● Detection annotation records:
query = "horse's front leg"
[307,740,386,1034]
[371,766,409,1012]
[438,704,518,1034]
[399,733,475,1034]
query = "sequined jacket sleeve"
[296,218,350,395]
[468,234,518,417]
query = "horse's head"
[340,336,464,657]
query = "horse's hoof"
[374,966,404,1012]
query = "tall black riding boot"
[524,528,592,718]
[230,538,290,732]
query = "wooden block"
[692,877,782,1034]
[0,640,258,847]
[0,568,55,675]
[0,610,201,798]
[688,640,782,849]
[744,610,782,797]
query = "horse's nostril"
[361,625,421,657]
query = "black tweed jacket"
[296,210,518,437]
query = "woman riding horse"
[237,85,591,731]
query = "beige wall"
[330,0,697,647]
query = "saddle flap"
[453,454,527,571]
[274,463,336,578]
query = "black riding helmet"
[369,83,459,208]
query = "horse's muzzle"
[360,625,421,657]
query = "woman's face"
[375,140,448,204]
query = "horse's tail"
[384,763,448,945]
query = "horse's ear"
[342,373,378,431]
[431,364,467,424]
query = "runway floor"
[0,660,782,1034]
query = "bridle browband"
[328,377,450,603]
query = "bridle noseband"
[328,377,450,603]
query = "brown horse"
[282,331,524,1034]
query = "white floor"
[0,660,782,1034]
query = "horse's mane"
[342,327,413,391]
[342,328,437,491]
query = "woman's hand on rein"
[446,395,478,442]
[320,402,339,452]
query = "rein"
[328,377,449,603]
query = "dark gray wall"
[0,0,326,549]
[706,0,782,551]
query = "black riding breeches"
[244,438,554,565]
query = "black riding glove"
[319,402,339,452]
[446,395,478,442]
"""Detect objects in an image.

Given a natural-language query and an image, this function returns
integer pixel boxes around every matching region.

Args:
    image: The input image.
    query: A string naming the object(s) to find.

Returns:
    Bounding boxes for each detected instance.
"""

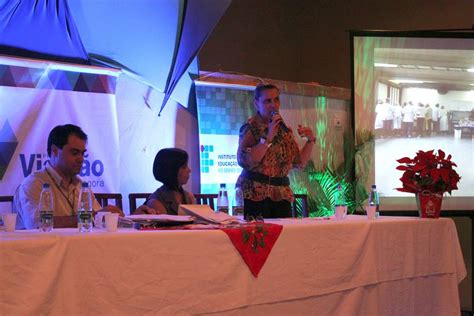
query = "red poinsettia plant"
[397,149,461,194]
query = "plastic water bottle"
[39,183,54,232]
[334,183,347,219]
[232,187,244,216]
[368,184,380,217]
[217,183,229,213]
[77,182,93,233]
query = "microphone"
[272,111,289,132]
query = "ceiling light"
[389,79,424,84]
[374,63,398,68]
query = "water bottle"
[217,183,229,213]
[367,184,380,218]
[77,182,93,233]
[232,187,244,216]
[39,183,54,232]
[334,183,347,219]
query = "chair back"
[94,193,123,210]
[291,194,309,217]
[0,195,13,212]
[193,193,217,210]
[128,193,151,215]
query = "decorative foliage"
[397,149,461,194]
[290,130,374,216]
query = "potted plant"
[397,149,461,218]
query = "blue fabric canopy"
[0,0,232,112]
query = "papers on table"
[126,214,193,223]
[178,204,240,225]
[125,214,194,229]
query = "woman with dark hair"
[145,148,196,215]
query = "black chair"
[128,193,151,215]
[94,193,123,210]
[291,194,309,217]
[193,193,217,209]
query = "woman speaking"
[236,84,315,218]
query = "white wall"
[116,74,199,210]
[402,88,474,111]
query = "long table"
[0,215,466,315]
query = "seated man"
[14,124,122,229]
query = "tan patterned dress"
[237,114,301,202]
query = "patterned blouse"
[237,114,301,202]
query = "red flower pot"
[416,191,443,218]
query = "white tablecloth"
[0,216,466,315]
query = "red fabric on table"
[220,222,283,277]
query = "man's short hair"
[48,124,87,157]
[254,83,280,100]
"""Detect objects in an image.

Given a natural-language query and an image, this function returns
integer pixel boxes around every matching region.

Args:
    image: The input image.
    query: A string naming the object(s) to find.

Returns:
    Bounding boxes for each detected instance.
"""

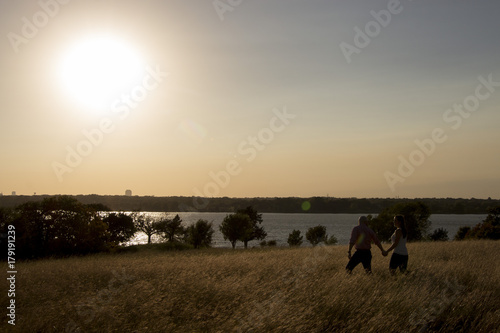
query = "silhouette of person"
[385,215,408,275]
[345,216,387,274]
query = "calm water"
[130,213,486,247]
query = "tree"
[186,219,214,249]
[325,235,338,245]
[369,201,431,241]
[132,213,158,244]
[287,229,304,246]
[454,226,470,240]
[429,228,448,241]
[306,225,328,246]
[465,206,500,240]
[6,196,108,259]
[156,213,184,242]
[219,213,254,249]
[236,206,267,249]
[103,213,136,244]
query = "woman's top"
[391,228,408,256]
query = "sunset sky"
[0,0,500,199]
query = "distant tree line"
[454,206,500,240]
[0,196,500,259]
[0,195,500,214]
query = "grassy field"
[1,241,500,332]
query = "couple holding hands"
[346,215,408,274]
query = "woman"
[385,215,408,275]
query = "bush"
[185,219,214,249]
[429,228,448,241]
[306,225,328,246]
[103,213,136,244]
[325,235,338,245]
[9,196,109,259]
[287,229,304,246]
[454,226,470,240]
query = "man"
[345,216,387,274]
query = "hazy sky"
[0,0,500,198]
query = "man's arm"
[372,232,387,256]
[347,243,354,259]
[387,229,403,253]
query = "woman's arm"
[387,229,403,252]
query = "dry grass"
[2,241,500,332]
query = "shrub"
[185,219,214,249]
[429,228,448,241]
[454,226,470,240]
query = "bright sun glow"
[59,36,145,110]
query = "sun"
[58,35,145,110]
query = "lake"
[129,212,486,248]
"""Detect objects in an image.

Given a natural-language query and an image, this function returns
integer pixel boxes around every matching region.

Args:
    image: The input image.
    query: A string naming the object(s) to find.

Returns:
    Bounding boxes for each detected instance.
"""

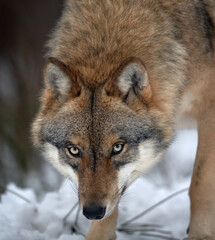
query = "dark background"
[0,0,63,189]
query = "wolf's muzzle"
[83,205,106,220]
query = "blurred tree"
[0,0,62,186]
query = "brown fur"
[33,0,215,240]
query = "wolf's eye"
[67,146,81,157]
[111,143,124,155]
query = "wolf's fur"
[33,0,215,240]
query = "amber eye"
[112,143,124,155]
[67,146,81,157]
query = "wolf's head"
[33,58,172,219]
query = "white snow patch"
[0,130,197,240]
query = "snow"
[0,129,197,240]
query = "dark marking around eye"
[113,160,130,170]
[69,163,78,171]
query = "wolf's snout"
[83,205,106,220]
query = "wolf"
[32,0,215,240]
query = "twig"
[117,226,171,235]
[141,233,180,240]
[121,188,189,226]
[0,186,31,203]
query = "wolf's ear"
[44,57,81,102]
[106,58,152,103]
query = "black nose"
[83,205,106,220]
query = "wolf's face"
[33,59,172,219]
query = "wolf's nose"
[83,205,106,220]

● WORK TO COMPLETE: Format all of the material above as a JSON list of strings, with one string for each line and blank lines skipped. Leave the pictures out of the answer.

● TASK OUTPUT:
[
  "query = \"horse's front leg\"",
  "[307,740,386,1034]",
  "[371,766,409,1012]",
  "[438,704,518,1034]",
  "[399,733,475,1034]",
  "query = \"sequined jacket sleeve\"",
  "[296,218,350,395]",
  "[468,234,518,417]",
  "query = \"horse's head\"",
  "[340,336,464,657]",
  "query = \"horse's hoof\"",
  "[374,966,404,1012]",
  "query = \"tall black riding boot\"",
  "[524,528,592,718]",
  "[230,538,290,732]",
  "query = \"wooden block\"",
  "[692,877,782,1034]",
  "[0,640,258,847]",
  "[0,568,55,675]",
  "[0,610,201,798]",
  "[688,640,782,849]",
  "[744,610,782,797]",
  "query = \"horse's nostril\"",
  "[361,625,421,657]",
  "query = \"black tweed jacket\"",
  "[296,210,518,437]",
  "query = \"woman riding horse\"",
  "[237,85,591,731]",
  "query = \"beige wall\"",
  "[330,0,697,647]",
  "query = \"saddle flap\"",
  "[453,454,527,571]",
  "[274,463,336,578]",
  "query = \"black riding helmet\"",
  "[369,83,459,208]",
  "query = \"horse's muzzle\"",
  "[360,625,421,657]",
  "query = \"woman's face\"",
  "[375,140,448,204]",
  "query = \"horse's tail\"",
  "[384,763,448,945]",
  "query = \"horse's ear\"",
  "[342,373,378,431]",
  "[431,364,467,424]",
  "query = \"runway floor\"",
  "[0,660,782,1034]",
  "query = \"bridle browband\"",
  "[328,377,450,603]",
  "query = \"bridle noseband\"",
  "[328,377,450,603]",
  "query = \"brown horse\"",
  "[282,331,524,1034]",
  "query = \"white floor\"",
  "[0,660,782,1034]",
  "query = \"horse's mane\"",
  "[342,327,413,391]",
  "[342,328,437,491]",
  "query = \"woman's hand on rein\"",
  "[446,395,478,442]",
  "[320,402,339,452]",
  "query = \"rein\"",
  "[328,377,449,603]",
  "query = \"dark gray wall\"",
  "[0,0,326,549]",
  "[706,0,782,551]",
  "query = \"black riding breeches\"",
  "[244,438,554,565]",
  "query = \"black riding glove\"",
  "[319,402,339,452]",
  "[446,395,478,442]",
  "\"\"\"Detect objects in an image.",
  "Given a natural-language query and an image, this function returns",
  "integer pixel boxes around every matching region.",
  "Args:",
  "    image: The input image.",
  "    query: A string naming the object(s) to find.",
  "Returns:",
  "    Bounding boxes for each detected instance.",
  "\"\"\"",
  "query = \"red poinsettia plant\"",
  "[397,149,461,194]",
  "query = \"plastic water bottle\"",
  "[39,183,54,232]",
  "[334,183,347,219]",
  "[232,187,244,216]",
  "[368,184,380,217]",
  "[217,183,229,213]",
  "[77,182,93,233]",
  "query = \"microphone\"",
  "[272,111,289,132]",
  "query = \"ceiling light\"",
  "[389,79,424,84]",
  "[374,63,398,68]",
  "query = \"water bottle\"",
  "[217,183,229,213]",
  "[367,184,380,218]",
  "[77,182,93,233]",
  "[232,187,244,216]",
  "[39,183,54,232]",
  "[334,183,347,219]",
  "query = \"chair back\"",
  "[94,193,123,210]",
  "[291,194,309,217]",
  "[0,195,13,212]",
  "[193,193,217,210]",
  "[128,193,151,215]",
  "query = \"decorative foliage\"",
  "[397,149,461,194]",
  "[290,130,374,216]",
  "query = \"potted plant\"",
  "[397,149,461,218]",
  "query = \"blue fabric canopy\"",
  "[0,0,232,112]",
  "query = \"papers on table\"",
  "[126,214,193,223]",
  "[178,204,240,225]",
  "[125,214,194,229]",
  "query = \"woman with dark hair\"",
  "[145,148,196,215]",
  "query = \"black chair\"",
  "[128,193,151,215]",
  "[94,193,123,210]",
  "[291,194,309,217]",
  "[193,193,217,209]",
  "query = \"woman speaking\"",
  "[236,84,315,218]",
  "query = \"white wall\"",
  "[116,74,199,210]",
  "[402,88,474,111]",
  "query = \"long table\"",
  "[0,215,466,315]",
  "query = \"seated man\"",
  "[14,124,122,229]",
  "query = \"tan patterned dress\"",
  "[237,114,301,202]",
  "query = \"patterned blouse\"",
  "[237,114,301,202]",
  "query = \"red flower pot\"",
  "[416,191,443,218]",
  "query = \"white tablecloth\"",
  "[0,216,466,315]",
  "query = \"red fabric on table\"",
  "[220,222,283,277]",
  "query = \"man's short hair\"",
  "[48,124,87,157]",
  "[254,83,280,100]",
  "\"\"\"Detect objects in an image.",
  "Given a natural-language query and an image, this function returns",
  "integer pixel boxes around every matching region.",
  "Args:",
  "    image: The input image.",
  "    query: A string naming the object(s) to find.",
  "Returns:",
  "    Bounding boxes for each detected instance.",
  "\"\"\"",
  "query = \"silhouette of person\"",
  "[385,215,408,275]",
  "[345,216,387,274]",
  "query = \"calm water\"",
  "[130,213,486,247]",
  "query = \"tree\"",
  "[186,219,214,249]",
  "[325,235,338,245]",
  "[369,201,431,241]",
  "[132,213,158,244]",
  "[287,229,304,246]",
  "[454,226,470,240]",
  "[429,228,448,241]",
  "[306,225,328,246]",
  "[465,206,500,240]",
  "[6,196,108,259]",
  "[156,213,184,242]",
  "[219,213,254,249]",
  "[236,206,267,249]",
  "[103,213,136,244]",
  "query = \"woman's top\"",
  "[391,228,408,256]",
  "query = \"sunset sky\"",
  "[0,0,500,199]",
  "query = \"distant tree line\"",
  "[454,206,500,240]",
  "[0,196,500,259]",
  "[0,195,500,214]",
  "query = \"grassy field\"",
  "[1,241,500,332]",
  "query = \"couple holding hands\"",
  "[346,215,408,274]",
  "query = \"woman\"",
  "[385,215,408,275]",
  "query = \"bush\"",
  "[185,219,214,249]",
  "[429,228,448,241]",
  "[306,225,328,246]",
  "[103,213,136,244]",
  "[325,235,338,245]",
  "[9,196,109,259]",
  "[287,229,304,246]",
  "[454,226,470,240]",
  "query = \"man\"",
  "[345,216,387,274]",
  "query = \"hazy sky\"",
  "[0,0,500,198]",
  "query = \"man's arm\"",
  "[372,232,387,256]",
  "[347,243,354,259]",
  "[387,229,403,253]",
  "query = \"woman's arm\"",
  "[387,229,403,252]",
  "query = \"dry grass\"",
  "[2,241,500,332]",
  "query = \"shrub\"",
  "[185,219,214,249]",
  "[429,228,448,241]",
  "[454,226,470,240]",
  "query = \"bright sun glow\"",
  "[59,36,145,110]",
  "query = \"sun\"",
  "[58,35,145,110]",
  "query = \"lake\"",
  "[129,212,486,248]",
  "\"\"\"Detect objects in an image.",
  "Given a natural-language query and an image, this function returns",
  "integer pixel boxes around every matching region.",
  "Args:",
  "    image: The input image.",
  "    query: A string naming the object(s) to find.",
  "Returns:",
  "    Bounding boxes for each detected instance.",
  "\"\"\"",
  "query = \"dark background\"",
  "[0,0,63,189]",
  "query = \"wolf's muzzle\"",
  "[83,205,106,220]",
  "query = \"blurred tree\"",
  "[0,0,62,186]",
  "query = \"brown fur\"",
  "[33,0,215,240]",
  "query = \"wolf's eye\"",
  "[67,146,81,157]",
  "[111,143,124,155]",
  "query = \"wolf's fur\"",
  "[33,0,215,240]",
  "query = \"amber eye\"",
  "[112,143,124,155]",
  "[67,146,81,157]",
  "query = \"wolf's head\"",
  "[33,58,172,219]",
  "query = \"white snow patch\"",
  "[0,130,197,240]",
  "query = \"snow\"",
  "[0,129,197,240]",
  "query = \"dark marking around eye\"",
  "[113,160,130,170]",
  "[69,163,78,171]",
  "query = \"wolf's snout\"",
  "[83,205,106,220]",
  "query = \"wolf\"",
  "[32,0,215,240]",
  "query = \"twig\"",
  "[117,226,171,235]",
  "[141,233,180,240]",
  "[121,188,189,226]",
  "[0,186,31,203]",
  "query = \"wolf's ear\"",
  "[44,57,81,102]",
  "[106,58,152,103]",
  "query = \"black nose\"",
  "[83,205,106,220]",
  "query = \"wolf's face\"",
  "[33,59,172,219]",
  "query = \"wolf's nose\"",
  "[83,205,106,220]"
]